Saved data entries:
---+---
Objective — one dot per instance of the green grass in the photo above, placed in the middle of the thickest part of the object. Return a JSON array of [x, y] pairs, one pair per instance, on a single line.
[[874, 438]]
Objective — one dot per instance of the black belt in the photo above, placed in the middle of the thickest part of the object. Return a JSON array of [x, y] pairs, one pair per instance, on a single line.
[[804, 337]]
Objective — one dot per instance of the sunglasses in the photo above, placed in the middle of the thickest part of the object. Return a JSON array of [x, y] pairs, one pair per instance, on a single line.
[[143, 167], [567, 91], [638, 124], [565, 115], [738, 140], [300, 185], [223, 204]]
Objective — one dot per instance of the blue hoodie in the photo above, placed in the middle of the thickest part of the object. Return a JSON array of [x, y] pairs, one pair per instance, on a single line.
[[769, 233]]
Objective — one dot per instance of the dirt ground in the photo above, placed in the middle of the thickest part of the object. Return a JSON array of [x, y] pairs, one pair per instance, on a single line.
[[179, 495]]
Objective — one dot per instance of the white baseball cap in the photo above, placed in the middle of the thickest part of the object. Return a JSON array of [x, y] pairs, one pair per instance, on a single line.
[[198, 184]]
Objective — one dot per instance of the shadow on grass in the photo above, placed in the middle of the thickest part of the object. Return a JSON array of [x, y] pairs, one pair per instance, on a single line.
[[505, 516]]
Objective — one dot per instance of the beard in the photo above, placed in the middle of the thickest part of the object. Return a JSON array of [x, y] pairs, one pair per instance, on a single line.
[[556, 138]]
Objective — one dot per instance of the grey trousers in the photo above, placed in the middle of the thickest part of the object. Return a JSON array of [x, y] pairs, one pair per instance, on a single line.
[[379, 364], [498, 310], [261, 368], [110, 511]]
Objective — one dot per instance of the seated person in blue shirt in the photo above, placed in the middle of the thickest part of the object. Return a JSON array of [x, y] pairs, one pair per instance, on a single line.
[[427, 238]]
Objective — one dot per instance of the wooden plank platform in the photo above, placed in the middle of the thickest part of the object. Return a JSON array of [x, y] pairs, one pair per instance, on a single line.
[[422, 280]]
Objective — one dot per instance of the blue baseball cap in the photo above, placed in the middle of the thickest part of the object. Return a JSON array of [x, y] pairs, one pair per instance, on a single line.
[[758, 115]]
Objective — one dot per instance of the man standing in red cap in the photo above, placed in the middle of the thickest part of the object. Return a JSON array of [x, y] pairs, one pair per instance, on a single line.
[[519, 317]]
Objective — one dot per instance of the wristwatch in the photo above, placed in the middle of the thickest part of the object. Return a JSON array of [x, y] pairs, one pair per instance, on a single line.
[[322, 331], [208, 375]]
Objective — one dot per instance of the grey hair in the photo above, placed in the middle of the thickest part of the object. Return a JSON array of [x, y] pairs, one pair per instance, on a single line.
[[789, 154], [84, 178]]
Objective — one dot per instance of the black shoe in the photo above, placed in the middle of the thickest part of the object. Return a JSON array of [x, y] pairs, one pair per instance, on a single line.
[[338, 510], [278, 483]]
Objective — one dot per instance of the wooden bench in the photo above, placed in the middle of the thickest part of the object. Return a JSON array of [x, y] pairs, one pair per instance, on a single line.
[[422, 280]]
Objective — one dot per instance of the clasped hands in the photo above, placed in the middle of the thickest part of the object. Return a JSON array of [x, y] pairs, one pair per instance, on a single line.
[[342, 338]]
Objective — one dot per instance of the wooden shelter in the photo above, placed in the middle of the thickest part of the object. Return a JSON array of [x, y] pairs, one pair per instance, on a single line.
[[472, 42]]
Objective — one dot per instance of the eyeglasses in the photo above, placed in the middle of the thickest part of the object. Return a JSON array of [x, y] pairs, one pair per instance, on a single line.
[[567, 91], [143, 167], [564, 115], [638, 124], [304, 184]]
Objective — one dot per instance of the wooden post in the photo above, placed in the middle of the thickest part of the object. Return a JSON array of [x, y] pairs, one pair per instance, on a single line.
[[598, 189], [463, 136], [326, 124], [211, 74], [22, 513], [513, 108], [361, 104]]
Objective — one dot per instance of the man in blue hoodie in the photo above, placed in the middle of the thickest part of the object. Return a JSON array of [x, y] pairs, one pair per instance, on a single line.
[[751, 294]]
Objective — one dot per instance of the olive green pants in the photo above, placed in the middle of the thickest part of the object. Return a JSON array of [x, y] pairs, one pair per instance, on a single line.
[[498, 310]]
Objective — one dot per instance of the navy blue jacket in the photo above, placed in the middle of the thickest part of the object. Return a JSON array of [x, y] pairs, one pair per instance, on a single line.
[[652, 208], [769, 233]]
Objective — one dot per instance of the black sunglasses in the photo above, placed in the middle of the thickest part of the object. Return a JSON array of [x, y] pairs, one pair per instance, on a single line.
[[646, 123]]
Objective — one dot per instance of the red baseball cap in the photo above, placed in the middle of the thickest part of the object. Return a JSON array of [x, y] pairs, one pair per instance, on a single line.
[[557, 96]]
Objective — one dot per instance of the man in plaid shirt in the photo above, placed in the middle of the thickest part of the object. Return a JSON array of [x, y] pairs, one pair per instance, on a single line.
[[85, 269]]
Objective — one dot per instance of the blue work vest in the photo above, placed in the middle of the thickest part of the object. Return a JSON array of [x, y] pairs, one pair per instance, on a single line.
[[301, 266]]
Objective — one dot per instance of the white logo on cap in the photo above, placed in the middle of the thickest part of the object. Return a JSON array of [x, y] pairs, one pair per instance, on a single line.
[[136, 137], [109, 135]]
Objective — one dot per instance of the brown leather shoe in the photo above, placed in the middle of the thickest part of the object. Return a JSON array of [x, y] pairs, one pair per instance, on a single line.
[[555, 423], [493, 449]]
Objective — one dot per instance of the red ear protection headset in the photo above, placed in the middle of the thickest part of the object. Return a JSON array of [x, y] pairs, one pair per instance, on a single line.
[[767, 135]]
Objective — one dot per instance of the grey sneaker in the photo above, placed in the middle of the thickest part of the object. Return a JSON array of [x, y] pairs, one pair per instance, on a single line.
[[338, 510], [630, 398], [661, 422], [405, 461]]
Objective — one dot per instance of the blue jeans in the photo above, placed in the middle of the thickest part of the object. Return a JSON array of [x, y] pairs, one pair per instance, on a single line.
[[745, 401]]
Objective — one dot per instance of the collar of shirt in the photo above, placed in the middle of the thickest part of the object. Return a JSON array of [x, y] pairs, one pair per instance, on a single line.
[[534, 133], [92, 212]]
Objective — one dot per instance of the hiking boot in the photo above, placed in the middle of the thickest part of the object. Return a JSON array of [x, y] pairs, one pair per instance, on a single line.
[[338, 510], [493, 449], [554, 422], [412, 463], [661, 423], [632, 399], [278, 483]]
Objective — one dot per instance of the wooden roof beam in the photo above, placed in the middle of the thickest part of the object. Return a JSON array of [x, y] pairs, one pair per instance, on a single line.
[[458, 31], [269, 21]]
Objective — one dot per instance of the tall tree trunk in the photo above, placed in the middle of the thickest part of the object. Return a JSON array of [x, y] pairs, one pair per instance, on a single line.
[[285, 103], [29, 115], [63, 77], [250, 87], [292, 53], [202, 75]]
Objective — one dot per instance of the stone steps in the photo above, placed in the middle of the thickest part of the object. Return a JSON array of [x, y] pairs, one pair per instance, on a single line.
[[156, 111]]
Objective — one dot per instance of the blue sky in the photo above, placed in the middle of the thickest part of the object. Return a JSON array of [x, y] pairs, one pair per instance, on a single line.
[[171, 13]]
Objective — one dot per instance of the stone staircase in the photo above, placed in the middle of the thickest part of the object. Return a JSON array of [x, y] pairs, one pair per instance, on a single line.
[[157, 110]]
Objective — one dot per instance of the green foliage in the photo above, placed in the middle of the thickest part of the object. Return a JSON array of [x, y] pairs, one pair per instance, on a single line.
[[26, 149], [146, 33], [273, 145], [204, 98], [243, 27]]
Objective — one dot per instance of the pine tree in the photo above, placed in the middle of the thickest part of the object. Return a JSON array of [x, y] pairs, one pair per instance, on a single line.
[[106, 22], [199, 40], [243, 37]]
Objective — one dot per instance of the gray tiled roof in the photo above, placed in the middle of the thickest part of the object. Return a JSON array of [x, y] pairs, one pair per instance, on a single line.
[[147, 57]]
---+---
Rescale the entries above from the line containing "Objective — one dot per instance of the black shoe" through the line containing "108], [361, 104]]", and reproduce only those lines, leaving all other text unchanged. Multiply each x and y coordinate in the answers by 0.8 and round to the nearest whole number, with halves rounded up.

> [SOLVED EXERCISE]:
Objective — one dot per instance of the black shoe in the photo above, placed in the middle of the thickest part of the object. Return a JSON array of [x, y] pairs, one pair per instance, on a single line.
[[270, 408], [222, 386]]
Objective — one dot per instance of the wooden bench in the photo above, placed in the middle of the thickest part of the object. Return a JSON array of [x, y] pairs, one pair per instance, on a single line.
[[338, 224]]
Objective — one dot per instance of the clasped hands in the photo above, placed in the middle of the thickest part of the object. Return a JSON array of [x, y] pairs, one pair per instance, on a single line.
[[274, 270]]
Objective — one dot per instance of the wooden shelter in the photo above, placed in the middle of the thickest part of the object. Return a JSON array of [x, y] pairs, one pair per instance, on a single line.
[[378, 34]]
Objective — one dot per instance of the eyeglasses in the photo above, placed in the middle of the thickest part of the object. Return a JSON array of [x, y] pairs, one pair per instance, on a single line.
[[454, 73], [114, 134], [451, 92], [510, 99], [243, 147]]
Objective — one dot per instance of the wooden post in the photo above, placed in the middle of the thickest part of the object. Return a JSON array of [x, y] pairs, one pair per instance, on a single line.
[[478, 151], [370, 109], [261, 99], [169, 59], [18, 410], [410, 86], [289, 83]]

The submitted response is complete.